Work request: In the records that follow, find the line with "target | green grass patch"; from there, retype every line exactly through the line with "target | blue bucket hat", which also belongs to the answer.

Saved data entries:
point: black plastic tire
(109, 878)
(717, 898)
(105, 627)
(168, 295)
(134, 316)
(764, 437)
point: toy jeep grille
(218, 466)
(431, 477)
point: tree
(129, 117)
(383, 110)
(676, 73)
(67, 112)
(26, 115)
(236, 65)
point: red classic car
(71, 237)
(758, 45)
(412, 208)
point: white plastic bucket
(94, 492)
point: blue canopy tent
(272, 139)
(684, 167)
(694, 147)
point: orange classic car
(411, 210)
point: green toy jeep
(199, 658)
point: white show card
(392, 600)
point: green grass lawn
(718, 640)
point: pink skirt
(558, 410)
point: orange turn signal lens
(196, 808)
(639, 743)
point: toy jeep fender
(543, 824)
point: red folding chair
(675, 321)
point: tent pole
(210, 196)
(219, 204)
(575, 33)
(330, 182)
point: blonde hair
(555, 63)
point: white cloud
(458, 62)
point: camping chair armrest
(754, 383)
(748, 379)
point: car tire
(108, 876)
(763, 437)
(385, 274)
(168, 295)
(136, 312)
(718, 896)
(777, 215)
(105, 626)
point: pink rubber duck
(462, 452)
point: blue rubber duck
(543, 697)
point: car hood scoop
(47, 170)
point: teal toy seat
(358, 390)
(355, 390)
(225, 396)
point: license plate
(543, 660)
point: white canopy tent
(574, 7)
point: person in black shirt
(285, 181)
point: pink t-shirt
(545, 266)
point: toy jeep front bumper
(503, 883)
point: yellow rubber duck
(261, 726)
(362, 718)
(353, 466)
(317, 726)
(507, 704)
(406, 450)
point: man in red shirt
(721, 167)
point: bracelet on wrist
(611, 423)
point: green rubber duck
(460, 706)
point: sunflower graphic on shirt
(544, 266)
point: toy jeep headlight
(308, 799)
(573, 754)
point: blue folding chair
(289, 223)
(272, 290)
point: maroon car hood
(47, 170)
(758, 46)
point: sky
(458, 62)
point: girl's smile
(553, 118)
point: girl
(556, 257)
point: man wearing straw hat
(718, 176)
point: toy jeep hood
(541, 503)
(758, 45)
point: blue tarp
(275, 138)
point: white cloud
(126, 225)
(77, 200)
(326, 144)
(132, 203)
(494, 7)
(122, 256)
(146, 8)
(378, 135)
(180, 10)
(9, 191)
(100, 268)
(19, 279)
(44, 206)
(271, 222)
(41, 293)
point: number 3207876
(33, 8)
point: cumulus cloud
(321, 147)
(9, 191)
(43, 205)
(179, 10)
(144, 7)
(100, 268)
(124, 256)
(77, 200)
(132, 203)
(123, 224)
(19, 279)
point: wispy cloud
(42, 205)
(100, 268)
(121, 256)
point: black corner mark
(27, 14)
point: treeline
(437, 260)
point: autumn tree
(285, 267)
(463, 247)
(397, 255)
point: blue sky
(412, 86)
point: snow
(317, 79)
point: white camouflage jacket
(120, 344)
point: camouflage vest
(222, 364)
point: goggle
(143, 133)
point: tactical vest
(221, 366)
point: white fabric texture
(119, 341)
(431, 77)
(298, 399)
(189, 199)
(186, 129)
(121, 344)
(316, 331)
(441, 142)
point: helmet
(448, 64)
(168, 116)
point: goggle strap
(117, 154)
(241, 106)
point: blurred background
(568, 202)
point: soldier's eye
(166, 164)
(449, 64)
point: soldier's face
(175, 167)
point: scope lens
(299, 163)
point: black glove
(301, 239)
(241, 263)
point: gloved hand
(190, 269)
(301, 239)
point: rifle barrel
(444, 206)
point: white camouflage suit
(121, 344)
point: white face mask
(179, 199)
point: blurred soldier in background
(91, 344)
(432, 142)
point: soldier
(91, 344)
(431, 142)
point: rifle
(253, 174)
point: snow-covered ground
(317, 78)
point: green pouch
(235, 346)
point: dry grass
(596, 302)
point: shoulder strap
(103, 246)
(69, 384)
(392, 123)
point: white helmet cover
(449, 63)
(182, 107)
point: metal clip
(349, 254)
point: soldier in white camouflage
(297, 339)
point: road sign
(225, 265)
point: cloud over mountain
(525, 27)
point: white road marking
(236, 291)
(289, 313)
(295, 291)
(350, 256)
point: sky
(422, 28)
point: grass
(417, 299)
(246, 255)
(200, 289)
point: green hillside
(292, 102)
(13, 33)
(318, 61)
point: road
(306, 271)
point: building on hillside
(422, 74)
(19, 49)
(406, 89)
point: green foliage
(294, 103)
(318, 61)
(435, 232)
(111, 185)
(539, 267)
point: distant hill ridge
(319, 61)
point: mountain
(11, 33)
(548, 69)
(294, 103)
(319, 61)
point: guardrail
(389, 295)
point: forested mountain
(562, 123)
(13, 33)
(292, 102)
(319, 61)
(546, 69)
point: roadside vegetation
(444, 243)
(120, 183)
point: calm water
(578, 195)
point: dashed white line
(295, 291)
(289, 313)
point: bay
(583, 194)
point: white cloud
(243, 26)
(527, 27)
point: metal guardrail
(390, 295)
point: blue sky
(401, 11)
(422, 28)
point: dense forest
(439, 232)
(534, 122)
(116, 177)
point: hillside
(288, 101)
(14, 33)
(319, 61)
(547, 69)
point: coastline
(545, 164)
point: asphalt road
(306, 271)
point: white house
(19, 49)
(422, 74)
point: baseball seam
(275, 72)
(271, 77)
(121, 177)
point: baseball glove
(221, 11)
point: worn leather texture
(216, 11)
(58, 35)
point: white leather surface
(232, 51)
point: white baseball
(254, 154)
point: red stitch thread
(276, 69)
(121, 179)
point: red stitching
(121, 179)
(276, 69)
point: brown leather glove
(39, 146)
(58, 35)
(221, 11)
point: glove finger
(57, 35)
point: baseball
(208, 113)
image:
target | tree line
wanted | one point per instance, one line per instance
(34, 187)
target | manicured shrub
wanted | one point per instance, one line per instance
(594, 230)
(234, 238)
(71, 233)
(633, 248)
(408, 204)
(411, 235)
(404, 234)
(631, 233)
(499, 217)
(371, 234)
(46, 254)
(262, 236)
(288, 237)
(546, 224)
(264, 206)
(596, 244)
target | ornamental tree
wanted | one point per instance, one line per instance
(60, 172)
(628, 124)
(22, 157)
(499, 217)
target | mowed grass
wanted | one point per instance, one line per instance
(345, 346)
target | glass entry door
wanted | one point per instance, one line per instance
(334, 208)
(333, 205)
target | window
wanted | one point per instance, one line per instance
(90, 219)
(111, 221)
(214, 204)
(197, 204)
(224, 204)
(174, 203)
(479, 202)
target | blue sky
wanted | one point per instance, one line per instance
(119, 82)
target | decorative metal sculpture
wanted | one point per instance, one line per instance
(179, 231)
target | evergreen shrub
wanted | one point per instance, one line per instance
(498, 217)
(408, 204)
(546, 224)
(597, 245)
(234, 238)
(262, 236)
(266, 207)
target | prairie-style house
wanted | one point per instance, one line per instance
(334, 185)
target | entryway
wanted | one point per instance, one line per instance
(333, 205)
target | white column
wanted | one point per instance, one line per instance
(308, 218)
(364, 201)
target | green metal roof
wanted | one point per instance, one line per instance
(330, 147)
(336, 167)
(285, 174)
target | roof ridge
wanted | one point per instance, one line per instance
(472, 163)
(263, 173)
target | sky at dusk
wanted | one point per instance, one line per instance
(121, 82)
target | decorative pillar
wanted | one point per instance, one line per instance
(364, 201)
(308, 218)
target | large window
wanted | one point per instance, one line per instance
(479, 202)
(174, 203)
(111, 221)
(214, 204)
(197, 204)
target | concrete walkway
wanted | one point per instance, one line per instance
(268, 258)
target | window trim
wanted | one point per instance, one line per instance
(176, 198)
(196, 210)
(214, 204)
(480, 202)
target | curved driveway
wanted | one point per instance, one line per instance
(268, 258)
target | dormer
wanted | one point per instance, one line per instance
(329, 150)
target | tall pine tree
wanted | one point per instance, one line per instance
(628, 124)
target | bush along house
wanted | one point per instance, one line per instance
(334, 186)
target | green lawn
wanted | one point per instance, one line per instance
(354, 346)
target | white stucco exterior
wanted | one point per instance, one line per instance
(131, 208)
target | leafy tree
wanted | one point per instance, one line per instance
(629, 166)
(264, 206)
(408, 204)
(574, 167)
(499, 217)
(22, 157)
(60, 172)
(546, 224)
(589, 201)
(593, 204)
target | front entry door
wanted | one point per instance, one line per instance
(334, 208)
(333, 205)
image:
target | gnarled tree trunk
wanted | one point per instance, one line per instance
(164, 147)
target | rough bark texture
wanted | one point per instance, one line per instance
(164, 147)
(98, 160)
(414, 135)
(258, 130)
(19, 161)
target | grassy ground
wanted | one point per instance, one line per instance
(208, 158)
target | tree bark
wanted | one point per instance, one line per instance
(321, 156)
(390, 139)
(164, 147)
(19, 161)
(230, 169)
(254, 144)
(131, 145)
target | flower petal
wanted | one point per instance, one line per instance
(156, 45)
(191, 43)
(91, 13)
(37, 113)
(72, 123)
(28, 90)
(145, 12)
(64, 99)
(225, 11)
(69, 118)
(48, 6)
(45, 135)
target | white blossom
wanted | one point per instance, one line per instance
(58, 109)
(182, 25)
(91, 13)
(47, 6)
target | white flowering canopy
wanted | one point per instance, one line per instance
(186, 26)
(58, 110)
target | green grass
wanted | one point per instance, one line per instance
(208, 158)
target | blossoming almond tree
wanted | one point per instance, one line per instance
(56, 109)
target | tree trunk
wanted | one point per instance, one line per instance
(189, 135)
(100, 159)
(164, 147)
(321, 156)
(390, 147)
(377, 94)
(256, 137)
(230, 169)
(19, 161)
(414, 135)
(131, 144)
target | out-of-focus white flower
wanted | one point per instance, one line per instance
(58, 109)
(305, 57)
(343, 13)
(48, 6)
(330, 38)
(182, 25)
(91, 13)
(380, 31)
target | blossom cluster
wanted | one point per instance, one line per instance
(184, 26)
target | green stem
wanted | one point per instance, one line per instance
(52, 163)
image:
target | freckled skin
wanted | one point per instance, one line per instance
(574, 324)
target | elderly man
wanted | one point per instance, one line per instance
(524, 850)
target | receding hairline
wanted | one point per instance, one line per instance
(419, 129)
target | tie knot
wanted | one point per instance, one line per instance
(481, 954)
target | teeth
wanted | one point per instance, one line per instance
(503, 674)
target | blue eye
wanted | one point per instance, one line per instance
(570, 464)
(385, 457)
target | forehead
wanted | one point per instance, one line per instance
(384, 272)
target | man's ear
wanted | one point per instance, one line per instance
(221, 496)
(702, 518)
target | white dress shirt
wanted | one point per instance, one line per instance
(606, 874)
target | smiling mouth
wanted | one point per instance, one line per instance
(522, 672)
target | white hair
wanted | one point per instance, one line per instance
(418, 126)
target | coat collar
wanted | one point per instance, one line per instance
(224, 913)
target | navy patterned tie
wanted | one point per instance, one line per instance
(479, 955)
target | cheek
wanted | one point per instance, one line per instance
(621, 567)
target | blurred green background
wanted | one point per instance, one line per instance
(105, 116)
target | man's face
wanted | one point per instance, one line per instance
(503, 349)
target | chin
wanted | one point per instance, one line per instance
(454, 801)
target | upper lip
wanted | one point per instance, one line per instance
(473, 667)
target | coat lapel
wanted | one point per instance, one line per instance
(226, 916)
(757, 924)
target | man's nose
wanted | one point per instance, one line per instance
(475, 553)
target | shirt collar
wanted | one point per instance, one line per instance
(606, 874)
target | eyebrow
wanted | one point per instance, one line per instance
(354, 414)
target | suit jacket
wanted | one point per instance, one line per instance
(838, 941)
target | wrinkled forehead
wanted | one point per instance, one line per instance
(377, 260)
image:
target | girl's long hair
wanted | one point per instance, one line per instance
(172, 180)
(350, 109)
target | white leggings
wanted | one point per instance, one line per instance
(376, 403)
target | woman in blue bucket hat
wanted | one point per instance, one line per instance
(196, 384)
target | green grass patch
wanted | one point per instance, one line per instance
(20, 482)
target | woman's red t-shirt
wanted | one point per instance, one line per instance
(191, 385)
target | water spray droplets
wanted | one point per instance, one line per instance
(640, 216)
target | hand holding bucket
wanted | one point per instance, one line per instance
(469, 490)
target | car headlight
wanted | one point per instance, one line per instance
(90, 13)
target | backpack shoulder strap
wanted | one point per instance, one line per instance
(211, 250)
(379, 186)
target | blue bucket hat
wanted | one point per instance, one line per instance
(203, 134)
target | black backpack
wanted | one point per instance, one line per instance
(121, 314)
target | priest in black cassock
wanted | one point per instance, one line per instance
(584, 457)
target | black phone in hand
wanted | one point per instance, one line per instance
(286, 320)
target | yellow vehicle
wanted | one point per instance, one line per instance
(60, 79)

Result of this exercise:
target | green grass patch
wanted | one point per instance, one line per instance
(20, 482)
target | woman's red t-shirt
wanted | one point per instance, one line per instance
(191, 385)
target | water spray droplets
wanted | one point per instance, one line per instance
(640, 216)
target | hand holding bucket
wanted | one point per instance, one line per instance
(469, 490)
target | car headlight
wanted | one point per instance, one line per instance
(90, 13)
target | backpack shoulder strap
wanted | one point per instance, one line per instance
(211, 250)
(379, 186)
target | blue bucket hat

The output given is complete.